◆ Extract ◆

Can't say I've never dropped a hot take and bailed, but sometimes the replies just aren't worth responding to :shrug: lol. Though, I usually do try to reply to anyone who makes the effort to respond (and in good faith).

To me, bot submissions just give the illusion of content and activity but lack substance. Yeah, they could be conversation starters, but more often than not, they're just extra noise to tune out. I have no interest in having a conversation with a bot. The only words I have ever or will ever speak to a bot is "let me speak to a human" lol.

[–] jet@hackertalks.com 2 points 3 months ago (2 children)

Your right of course, this bot I spoke with in the post denied they were a bot, for 3 messages! Gas lighting? Astro turfing?

Honestly, if their message wasn't totally tone deaf, and 5 months too late, and referencing context in a cross-post but not the local post, I might have just thought they were doing a bad human take. i.e. the overlap between the dumbest human and the smartest bear is large. So this is pretty close to confusing me as a bad human take

[–] themoonisacheese@sh.itjust.works 5 points 3 months ago (1 children)

◆ Supplied information ◆

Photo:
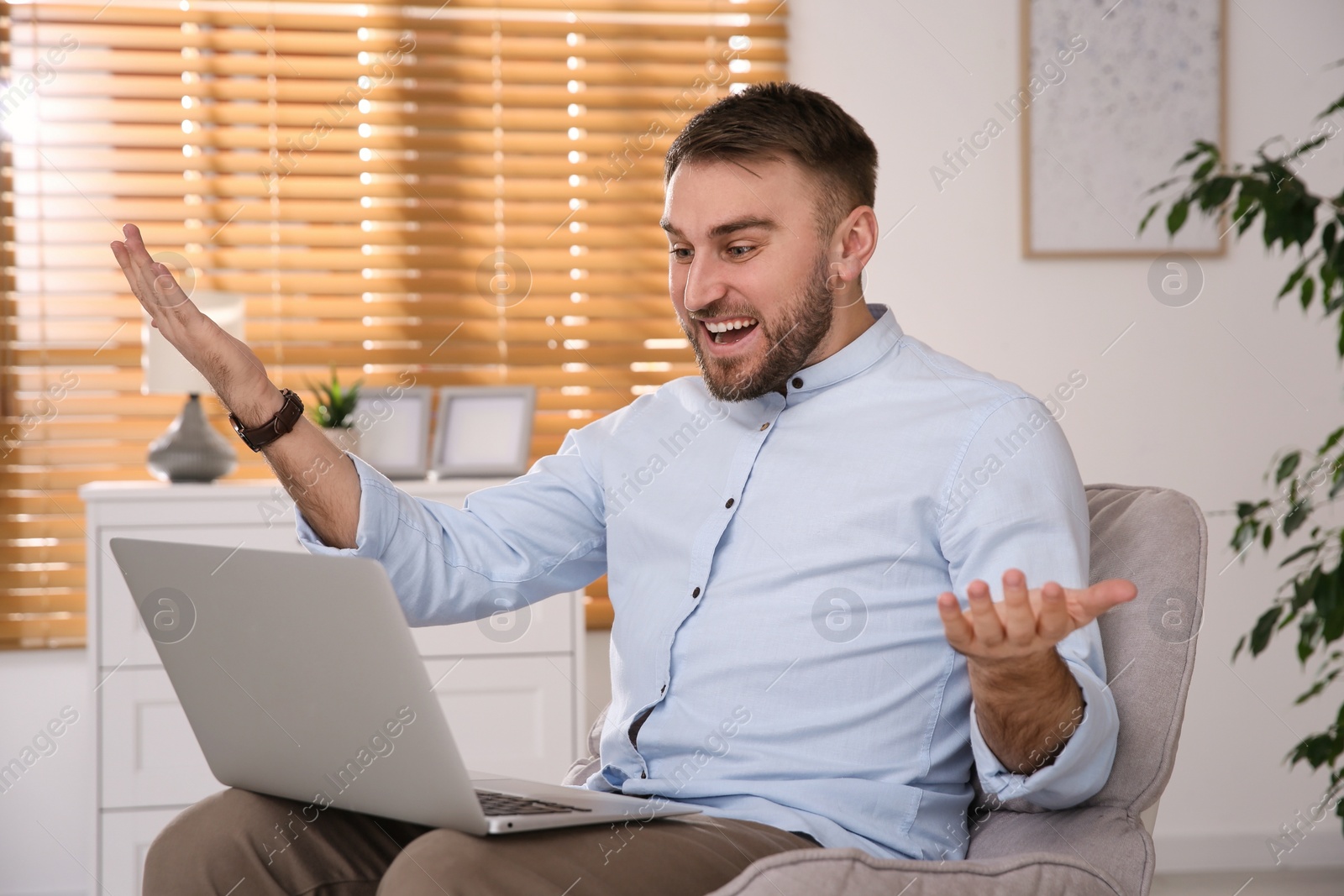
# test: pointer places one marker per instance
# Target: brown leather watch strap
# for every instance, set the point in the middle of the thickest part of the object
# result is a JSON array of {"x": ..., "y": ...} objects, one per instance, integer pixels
[{"x": 260, "y": 437}]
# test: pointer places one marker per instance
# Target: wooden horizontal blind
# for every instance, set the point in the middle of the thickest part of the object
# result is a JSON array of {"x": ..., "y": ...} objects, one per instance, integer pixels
[{"x": 443, "y": 194}]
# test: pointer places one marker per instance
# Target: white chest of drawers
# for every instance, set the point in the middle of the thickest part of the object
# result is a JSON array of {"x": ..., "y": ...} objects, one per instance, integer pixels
[{"x": 511, "y": 700}]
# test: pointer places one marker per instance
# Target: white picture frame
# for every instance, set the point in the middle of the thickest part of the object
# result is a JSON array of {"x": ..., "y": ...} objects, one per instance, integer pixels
[
  {"x": 483, "y": 430},
  {"x": 394, "y": 426},
  {"x": 1109, "y": 100}
]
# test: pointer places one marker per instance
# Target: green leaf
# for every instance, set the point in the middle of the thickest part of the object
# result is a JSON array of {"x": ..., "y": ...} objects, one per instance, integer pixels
[
  {"x": 1331, "y": 441},
  {"x": 1335, "y": 107},
  {"x": 1296, "y": 516},
  {"x": 1215, "y": 192},
  {"x": 1176, "y": 217},
  {"x": 1263, "y": 629},
  {"x": 1288, "y": 466}
]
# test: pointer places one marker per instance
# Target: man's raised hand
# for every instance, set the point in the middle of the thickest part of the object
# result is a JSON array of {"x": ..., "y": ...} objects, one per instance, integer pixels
[
  {"x": 232, "y": 369},
  {"x": 1025, "y": 622}
]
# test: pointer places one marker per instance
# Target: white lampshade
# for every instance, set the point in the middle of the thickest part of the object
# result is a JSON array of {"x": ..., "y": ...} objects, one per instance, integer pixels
[{"x": 165, "y": 369}]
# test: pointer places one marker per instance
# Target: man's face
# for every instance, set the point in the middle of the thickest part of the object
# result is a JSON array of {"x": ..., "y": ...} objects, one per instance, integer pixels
[{"x": 748, "y": 271}]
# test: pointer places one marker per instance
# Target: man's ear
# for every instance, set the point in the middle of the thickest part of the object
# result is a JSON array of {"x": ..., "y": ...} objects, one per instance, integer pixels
[{"x": 853, "y": 242}]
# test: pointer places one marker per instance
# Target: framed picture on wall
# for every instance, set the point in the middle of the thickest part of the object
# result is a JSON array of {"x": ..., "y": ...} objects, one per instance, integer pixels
[
  {"x": 483, "y": 430},
  {"x": 394, "y": 430},
  {"x": 1109, "y": 97}
]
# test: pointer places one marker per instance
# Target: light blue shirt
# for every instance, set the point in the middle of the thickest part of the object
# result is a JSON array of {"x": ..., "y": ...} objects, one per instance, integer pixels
[{"x": 774, "y": 567}]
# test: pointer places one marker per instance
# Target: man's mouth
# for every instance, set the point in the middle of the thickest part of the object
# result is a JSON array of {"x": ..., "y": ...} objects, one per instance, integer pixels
[{"x": 730, "y": 331}]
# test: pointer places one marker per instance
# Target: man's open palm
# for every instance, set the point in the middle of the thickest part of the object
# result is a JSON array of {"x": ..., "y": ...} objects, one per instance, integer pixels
[{"x": 1025, "y": 622}]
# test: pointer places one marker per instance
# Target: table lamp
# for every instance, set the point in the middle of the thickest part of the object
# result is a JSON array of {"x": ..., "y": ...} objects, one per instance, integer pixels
[{"x": 192, "y": 450}]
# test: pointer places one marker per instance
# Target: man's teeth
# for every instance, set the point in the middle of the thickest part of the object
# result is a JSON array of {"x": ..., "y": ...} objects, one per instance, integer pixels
[{"x": 726, "y": 325}]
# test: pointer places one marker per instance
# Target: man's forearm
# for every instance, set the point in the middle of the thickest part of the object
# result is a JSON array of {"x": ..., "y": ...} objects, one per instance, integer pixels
[
  {"x": 1027, "y": 708},
  {"x": 316, "y": 474}
]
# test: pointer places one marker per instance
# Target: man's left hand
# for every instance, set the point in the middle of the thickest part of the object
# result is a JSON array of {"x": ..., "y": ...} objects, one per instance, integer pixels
[{"x": 1025, "y": 622}]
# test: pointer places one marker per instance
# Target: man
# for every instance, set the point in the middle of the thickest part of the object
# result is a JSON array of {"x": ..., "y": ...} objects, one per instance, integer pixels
[{"x": 785, "y": 539}]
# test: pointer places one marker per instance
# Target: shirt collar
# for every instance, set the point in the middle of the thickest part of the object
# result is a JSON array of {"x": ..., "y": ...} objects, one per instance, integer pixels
[{"x": 855, "y": 358}]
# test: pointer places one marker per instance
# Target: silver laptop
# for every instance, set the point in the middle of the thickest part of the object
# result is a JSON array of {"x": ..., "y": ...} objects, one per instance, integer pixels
[{"x": 300, "y": 679}]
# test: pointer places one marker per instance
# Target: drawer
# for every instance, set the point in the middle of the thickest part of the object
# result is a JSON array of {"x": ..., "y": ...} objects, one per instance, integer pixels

◆ Exercise details ◆
Answer these questions about the forum thread above.
(a) What words does the first writer say are the only ones they have ever spoken or will ever speak to a bot?
(b) For how many messages did the bot that jet@hackertalks.com spoke with deny being a bot?
(c) How late does jet@hackertalks.com say the bot's message was?

◆ Response ◆
(a) "let me speak to a human"
(b) 3 messages
(c) 5 months too late